__Exercise input__.
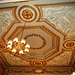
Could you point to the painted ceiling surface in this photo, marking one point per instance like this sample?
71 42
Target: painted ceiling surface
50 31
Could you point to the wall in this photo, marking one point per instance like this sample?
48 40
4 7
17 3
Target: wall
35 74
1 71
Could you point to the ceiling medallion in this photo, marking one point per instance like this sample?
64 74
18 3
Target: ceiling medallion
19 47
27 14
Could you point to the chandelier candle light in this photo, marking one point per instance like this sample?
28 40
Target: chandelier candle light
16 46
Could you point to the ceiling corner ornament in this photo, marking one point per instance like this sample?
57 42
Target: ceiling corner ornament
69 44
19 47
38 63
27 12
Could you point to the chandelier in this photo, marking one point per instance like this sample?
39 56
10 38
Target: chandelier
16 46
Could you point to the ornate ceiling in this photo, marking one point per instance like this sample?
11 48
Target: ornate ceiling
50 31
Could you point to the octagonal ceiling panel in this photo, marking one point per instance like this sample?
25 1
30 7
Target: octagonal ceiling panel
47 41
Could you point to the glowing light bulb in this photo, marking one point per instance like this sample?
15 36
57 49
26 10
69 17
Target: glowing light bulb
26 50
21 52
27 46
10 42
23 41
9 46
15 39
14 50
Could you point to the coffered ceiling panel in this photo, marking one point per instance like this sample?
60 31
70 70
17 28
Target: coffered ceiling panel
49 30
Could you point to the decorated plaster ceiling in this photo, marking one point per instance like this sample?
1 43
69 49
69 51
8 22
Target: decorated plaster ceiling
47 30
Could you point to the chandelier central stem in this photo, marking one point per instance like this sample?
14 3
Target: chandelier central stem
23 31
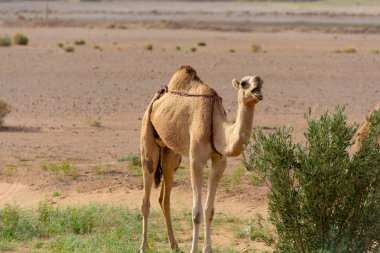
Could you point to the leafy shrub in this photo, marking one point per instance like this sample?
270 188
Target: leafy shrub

__Exercise brief__.
Transcribe the full listing above exactly, with the images removed.

__Solution__.
Could you point to the painted ceiling surface in this photo, marking one point per instance like this sample?
71 42
Target: painted ceiling surface
50 31
Could you point to the wall in this photo, marking one point per instance like this sample?
48 40
4 7
17 3
Target: wall
35 74
1 71
Could you point to the ceiling medallion in this photo, marking one point per instance like this sample?
64 74
18 3
Target: ceiling medallion
19 47
27 14
Could you point to the chandelier candle light in this photo, marking one point per instance like this sample?
28 40
Target: chandelier candle light
16 46
Could you point to the ceiling corner ornament in this photo, marking one point per instance like this sample?
57 42
Target: ceiling corner ornament
69 44
19 47
38 63
27 12
Could you point to the chandelier in this photo, marking one point per instance like this sample?
39 56
10 38
Target: chandelier
16 46
Could you point to the ornate ceiling in this photo, marking one point per instance like this sample?
11 48
Target: ornate ceiling
50 31
Could you point to the octagonal ceiling panel in this photo, marking one point per instance like this sample?
25 1
30 7
Target: octagonal ceiling panel
47 41
Could you point to the glowing light bulb in this photo, marking one point per instance like this sample?
15 36
57 49
26 10
69 17
Target: glowing light bulb
26 50
21 52
27 46
10 42
23 41
9 46
15 39
14 50
Could you point to the coffered ceiling panel in this photo, marking one point per instance like this sample?
60 31
70 70
17 28
Target: coffered ceiling panel
49 30
Could you point to the decorated plaster ceiling in this photo, marking one point per instance like this sample?
1 43
69 49
69 51
8 22
Target: decorated plaster ceiling
47 30
Could you point to the chandelier central stem in this photo, marking one point per instance like this sample?
14 3
Target: chandelier central stem
23 31
Could you point to the leafy shrub in this photo, marking one point per instance like this sample?
270 188
Target: leafy shrub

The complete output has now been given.